■ **AVAILABLE RECORDS**
-- START --

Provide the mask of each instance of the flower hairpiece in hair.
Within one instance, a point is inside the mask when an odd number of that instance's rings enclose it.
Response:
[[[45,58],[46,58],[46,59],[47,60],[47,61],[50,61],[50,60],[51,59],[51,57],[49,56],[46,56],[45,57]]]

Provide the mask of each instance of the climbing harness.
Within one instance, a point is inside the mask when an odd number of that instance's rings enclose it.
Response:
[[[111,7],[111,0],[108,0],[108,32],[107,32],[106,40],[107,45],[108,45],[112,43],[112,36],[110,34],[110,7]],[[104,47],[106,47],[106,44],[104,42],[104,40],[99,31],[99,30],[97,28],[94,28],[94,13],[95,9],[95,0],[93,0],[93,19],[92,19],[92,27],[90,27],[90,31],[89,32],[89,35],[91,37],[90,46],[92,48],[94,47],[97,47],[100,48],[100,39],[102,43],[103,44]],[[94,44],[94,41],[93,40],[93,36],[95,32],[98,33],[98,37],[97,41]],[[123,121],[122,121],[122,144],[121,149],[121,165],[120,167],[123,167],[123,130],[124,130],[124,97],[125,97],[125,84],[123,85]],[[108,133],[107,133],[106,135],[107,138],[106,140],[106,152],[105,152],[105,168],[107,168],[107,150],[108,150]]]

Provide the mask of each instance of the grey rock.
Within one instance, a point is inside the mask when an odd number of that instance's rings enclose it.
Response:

-- END --

■ **WRITTEN REQUEST**
Return the entries above exactly as they appear.

■ **RESULT OF THIS EXERCISE**
Provide the mask of each instance of the flower hairpiece in hair.
Within one instance, a point is inside the mask when an odd number of that instance's rings enclose it.
Response:
[[[45,58],[46,58],[46,59],[47,60],[47,61],[50,61],[50,60],[51,59],[51,57],[49,56],[46,56],[45,57]]]

Provide the mask of each instance of the climbing harness.
Within one instance, a point is inside the mask when an odd number of that instance's rings enclose it.
Response:
[[[111,7],[111,0],[108,0],[108,32],[107,32],[106,40],[107,45],[108,45],[112,43],[112,36],[110,34],[110,7]],[[104,47],[106,47],[106,44],[104,42],[104,40],[99,31],[99,30],[97,28],[94,28],[94,13],[95,9],[95,0],[93,0],[93,19],[92,19],[92,27],[90,27],[90,31],[89,32],[89,35],[91,37],[90,46],[92,48],[94,47],[97,47],[100,48],[100,39],[102,43],[103,44]],[[94,44],[94,41],[93,40],[93,36],[95,32],[98,33],[98,37],[97,41]],[[123,121],[122,121],[122,144],[121,149],[121,165],[120,167],[123,167],[123,130],[124,130],[124,97],[125,97],[125,84],[123,85]],[[108,133],[107,133],[106,135],[107,138],[106,140],[106,152],[105,152],[105,168],[107,168],[107,150],[108,150]]]

Provide the mask of each instance of the grey rock.
Within one instance, a point is inside the mask when an odd number of that instance's rings enclose it.
Response:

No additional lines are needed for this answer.